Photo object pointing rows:

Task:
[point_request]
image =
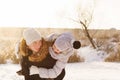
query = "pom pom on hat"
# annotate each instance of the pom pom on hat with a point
(31, 35)
(76, 44)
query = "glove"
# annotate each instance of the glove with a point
(34, 70)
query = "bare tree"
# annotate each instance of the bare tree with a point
(84, 19)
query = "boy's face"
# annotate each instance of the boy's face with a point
(35, 46)
(57, 51)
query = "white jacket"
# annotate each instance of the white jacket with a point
(58, 67)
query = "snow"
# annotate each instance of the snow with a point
(94, 68)
(74, 71)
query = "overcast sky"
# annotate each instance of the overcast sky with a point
(57, 13)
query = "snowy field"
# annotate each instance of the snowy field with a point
(94, 68)
(74, 71)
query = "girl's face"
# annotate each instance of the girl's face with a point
(57, 51)
(35, 46)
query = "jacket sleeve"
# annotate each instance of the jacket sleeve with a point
(53, 72)
(58, 67)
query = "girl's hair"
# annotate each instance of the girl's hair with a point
(76, 44)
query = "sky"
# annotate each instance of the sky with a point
(75, 71)
(58, 13)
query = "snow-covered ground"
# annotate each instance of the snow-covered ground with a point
(94, 68)
(74, 71)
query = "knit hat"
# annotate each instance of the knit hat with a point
(64, 41)
(31, 35)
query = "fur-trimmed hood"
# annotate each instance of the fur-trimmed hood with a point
(44, 50)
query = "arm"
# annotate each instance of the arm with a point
(56, 70)
(49, 73)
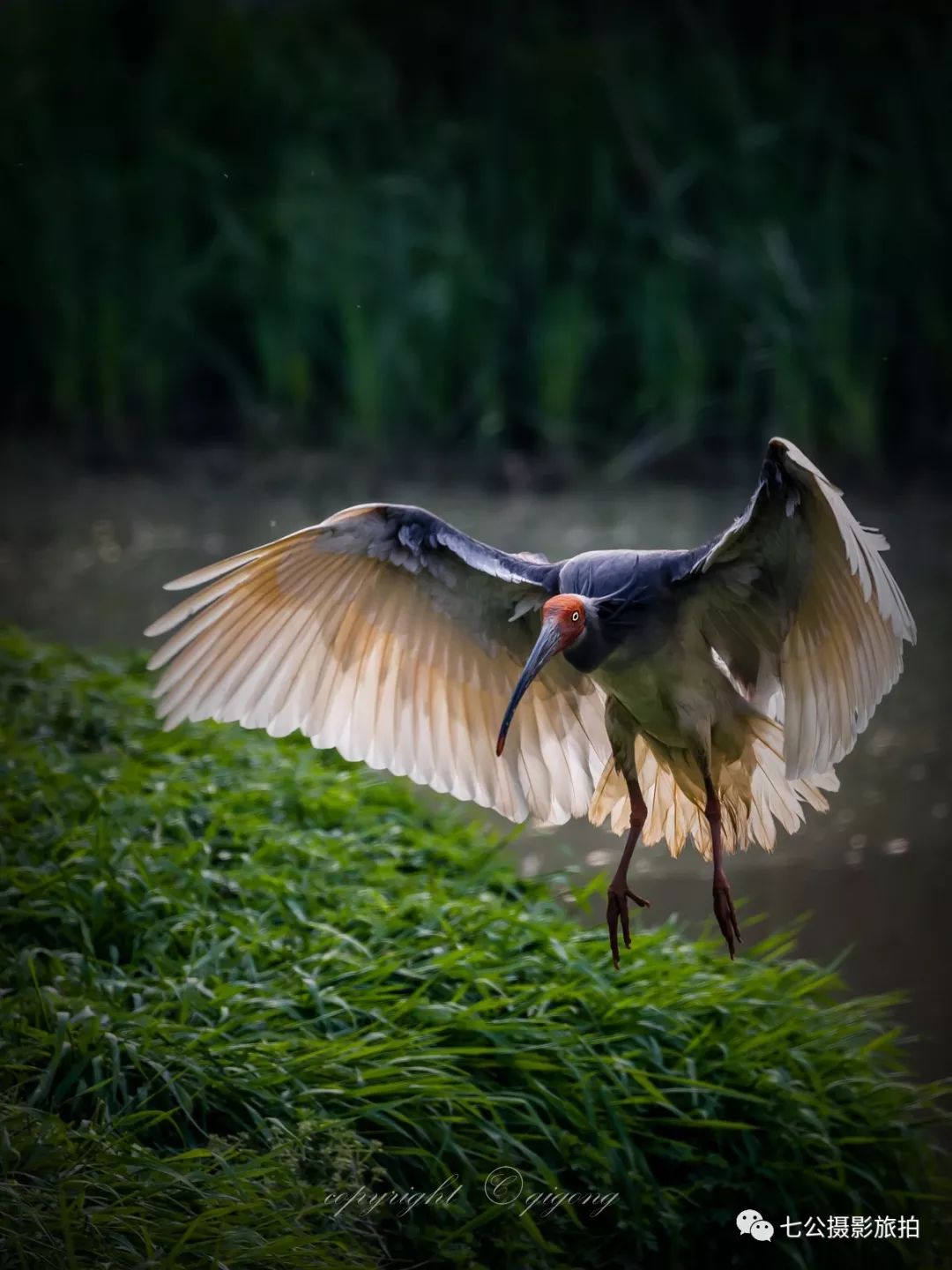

▸ **Work to do**
Tally the lines in the rows above that contain the string "glove", matching case exactly. Reply with the count alone.

▸ **Exercise result**
2